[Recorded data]
· · · · ·

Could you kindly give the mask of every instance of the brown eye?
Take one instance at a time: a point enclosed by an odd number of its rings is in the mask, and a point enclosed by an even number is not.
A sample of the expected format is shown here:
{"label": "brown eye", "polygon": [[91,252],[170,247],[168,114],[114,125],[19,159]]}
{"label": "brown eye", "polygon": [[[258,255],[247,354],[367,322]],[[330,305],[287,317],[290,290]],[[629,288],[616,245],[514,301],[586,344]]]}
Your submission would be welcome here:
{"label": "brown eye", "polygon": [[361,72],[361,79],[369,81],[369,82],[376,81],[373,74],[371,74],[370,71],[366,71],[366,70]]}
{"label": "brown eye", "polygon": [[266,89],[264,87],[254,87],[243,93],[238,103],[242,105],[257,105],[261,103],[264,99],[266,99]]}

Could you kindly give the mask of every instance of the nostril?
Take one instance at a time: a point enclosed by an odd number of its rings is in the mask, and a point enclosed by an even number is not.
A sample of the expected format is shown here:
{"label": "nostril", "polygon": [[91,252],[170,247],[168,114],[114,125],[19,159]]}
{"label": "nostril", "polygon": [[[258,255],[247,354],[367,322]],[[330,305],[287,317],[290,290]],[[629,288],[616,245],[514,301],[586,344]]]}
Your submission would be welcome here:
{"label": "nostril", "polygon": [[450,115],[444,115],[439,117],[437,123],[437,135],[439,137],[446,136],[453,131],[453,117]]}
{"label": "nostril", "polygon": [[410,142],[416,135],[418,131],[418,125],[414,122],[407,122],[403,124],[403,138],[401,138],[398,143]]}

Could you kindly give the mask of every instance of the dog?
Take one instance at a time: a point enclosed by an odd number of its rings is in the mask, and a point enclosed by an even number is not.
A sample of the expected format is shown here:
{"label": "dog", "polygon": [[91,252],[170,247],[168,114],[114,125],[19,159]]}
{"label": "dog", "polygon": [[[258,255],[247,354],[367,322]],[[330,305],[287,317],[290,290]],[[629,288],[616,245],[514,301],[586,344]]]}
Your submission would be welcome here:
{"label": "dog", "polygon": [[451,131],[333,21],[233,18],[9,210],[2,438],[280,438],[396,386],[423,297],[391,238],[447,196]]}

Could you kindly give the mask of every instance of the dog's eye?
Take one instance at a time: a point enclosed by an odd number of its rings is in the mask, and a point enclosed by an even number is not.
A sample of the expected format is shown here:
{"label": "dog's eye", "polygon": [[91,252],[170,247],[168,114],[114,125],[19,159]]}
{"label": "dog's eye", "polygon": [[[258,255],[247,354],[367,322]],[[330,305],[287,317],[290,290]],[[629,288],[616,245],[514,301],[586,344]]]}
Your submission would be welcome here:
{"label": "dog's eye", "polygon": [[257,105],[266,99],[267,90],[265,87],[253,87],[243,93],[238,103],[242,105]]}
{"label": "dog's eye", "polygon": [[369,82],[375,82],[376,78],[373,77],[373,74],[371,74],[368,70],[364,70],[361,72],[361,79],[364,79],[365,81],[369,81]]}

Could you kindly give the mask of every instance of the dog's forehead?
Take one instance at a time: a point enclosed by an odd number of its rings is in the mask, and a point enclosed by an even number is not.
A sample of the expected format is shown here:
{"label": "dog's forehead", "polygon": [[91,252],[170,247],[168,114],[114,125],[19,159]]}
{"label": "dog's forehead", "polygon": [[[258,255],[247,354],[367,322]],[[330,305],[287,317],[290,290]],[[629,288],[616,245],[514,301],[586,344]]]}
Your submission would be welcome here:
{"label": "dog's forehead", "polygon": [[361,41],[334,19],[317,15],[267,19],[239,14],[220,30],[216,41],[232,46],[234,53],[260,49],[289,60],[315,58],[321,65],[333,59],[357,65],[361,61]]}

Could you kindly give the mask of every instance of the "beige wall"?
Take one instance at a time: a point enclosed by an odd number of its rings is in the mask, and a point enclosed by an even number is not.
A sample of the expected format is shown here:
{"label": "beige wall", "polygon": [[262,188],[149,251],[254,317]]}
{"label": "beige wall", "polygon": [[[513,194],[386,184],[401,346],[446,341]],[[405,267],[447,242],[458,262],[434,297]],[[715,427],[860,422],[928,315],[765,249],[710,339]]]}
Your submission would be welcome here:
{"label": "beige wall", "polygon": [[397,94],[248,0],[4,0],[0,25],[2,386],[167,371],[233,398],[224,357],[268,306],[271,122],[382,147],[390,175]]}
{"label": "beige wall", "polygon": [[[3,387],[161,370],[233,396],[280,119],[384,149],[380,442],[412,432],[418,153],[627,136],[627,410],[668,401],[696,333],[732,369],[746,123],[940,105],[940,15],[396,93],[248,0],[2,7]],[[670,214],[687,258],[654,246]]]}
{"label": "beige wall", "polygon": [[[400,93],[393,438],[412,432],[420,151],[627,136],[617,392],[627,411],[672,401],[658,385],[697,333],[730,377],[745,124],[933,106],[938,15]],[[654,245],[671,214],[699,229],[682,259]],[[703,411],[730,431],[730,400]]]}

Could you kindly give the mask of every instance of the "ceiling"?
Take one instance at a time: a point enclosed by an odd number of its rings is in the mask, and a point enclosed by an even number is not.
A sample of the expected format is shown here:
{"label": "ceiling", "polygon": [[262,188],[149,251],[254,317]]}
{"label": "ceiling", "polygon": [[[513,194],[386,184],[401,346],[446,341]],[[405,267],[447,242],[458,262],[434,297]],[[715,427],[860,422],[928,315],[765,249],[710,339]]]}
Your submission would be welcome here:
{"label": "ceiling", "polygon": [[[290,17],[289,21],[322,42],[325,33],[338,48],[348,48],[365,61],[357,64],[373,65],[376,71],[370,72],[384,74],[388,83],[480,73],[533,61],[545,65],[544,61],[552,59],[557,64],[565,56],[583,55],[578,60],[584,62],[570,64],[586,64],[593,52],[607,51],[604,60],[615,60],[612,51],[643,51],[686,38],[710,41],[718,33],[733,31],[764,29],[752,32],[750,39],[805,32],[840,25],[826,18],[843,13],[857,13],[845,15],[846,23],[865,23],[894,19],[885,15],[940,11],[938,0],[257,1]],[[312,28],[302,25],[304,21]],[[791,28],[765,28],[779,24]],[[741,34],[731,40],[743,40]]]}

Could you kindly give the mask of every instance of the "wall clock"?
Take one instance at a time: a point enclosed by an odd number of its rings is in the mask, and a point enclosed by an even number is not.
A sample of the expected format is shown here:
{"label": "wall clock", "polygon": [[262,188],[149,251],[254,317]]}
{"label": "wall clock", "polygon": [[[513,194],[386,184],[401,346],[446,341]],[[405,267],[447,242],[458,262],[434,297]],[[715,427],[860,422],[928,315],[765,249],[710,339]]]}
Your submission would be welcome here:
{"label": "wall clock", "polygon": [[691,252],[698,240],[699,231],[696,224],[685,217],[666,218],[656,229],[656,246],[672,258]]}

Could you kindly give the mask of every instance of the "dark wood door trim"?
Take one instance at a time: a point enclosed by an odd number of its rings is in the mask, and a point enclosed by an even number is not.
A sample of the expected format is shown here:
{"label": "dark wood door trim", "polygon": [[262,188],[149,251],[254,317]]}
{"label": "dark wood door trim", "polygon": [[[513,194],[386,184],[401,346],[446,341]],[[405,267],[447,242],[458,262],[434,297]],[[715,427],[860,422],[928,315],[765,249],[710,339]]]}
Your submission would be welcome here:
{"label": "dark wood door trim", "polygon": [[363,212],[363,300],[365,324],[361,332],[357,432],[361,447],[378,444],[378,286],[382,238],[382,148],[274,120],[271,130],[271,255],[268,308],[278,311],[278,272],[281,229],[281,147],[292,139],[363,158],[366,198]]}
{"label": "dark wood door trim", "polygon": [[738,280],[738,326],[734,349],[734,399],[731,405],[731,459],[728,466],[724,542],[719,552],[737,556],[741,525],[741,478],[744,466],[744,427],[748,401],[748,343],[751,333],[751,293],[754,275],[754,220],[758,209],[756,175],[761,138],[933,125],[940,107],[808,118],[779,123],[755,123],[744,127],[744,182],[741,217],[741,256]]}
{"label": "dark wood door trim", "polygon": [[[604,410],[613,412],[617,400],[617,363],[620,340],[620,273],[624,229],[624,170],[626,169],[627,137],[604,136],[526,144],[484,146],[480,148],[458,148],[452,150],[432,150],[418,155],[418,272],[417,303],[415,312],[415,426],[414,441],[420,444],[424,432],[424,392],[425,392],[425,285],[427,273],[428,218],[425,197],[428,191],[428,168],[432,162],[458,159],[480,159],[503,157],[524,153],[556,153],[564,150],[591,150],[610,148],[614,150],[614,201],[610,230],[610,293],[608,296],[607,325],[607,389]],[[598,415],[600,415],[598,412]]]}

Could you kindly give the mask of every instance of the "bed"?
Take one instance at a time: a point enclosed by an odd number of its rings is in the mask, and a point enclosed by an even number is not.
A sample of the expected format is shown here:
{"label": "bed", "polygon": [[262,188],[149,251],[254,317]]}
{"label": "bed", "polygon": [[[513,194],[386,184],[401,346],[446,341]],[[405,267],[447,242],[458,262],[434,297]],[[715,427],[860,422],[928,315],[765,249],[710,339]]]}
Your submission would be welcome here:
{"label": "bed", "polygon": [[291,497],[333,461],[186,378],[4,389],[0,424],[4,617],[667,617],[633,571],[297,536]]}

· · · · ·

▸ **Exercise instructions**: List every line in the recorded data above that contains the word "nostril", matching case exactly.

▸ **Expected output**:
Could you kindly give the mask of every instance of the nostril?
{"label": "nostril", "polygon": [[91,252],[170,247],[168,114],[114,125],[19,159]]}
{"label": "nostril", "polygon": [[[258,255],[247,354],[367,322]],[[330,305],[287,317],[290,290]],[[629,288],[616,245],[514,301],[586,344]]]}
{"label": "nostril", "polygon": [[450,115],[444,115],[439,117],[437,123],[437,135],[439,137],[446,136],[453,131],[453,117]]}
{"label": "nostril", "polygon": [[410,142],[416,135],[418,131],[418,125],[414,122],[407,122],[403,124],[403,138],[401,138],[398,143]]}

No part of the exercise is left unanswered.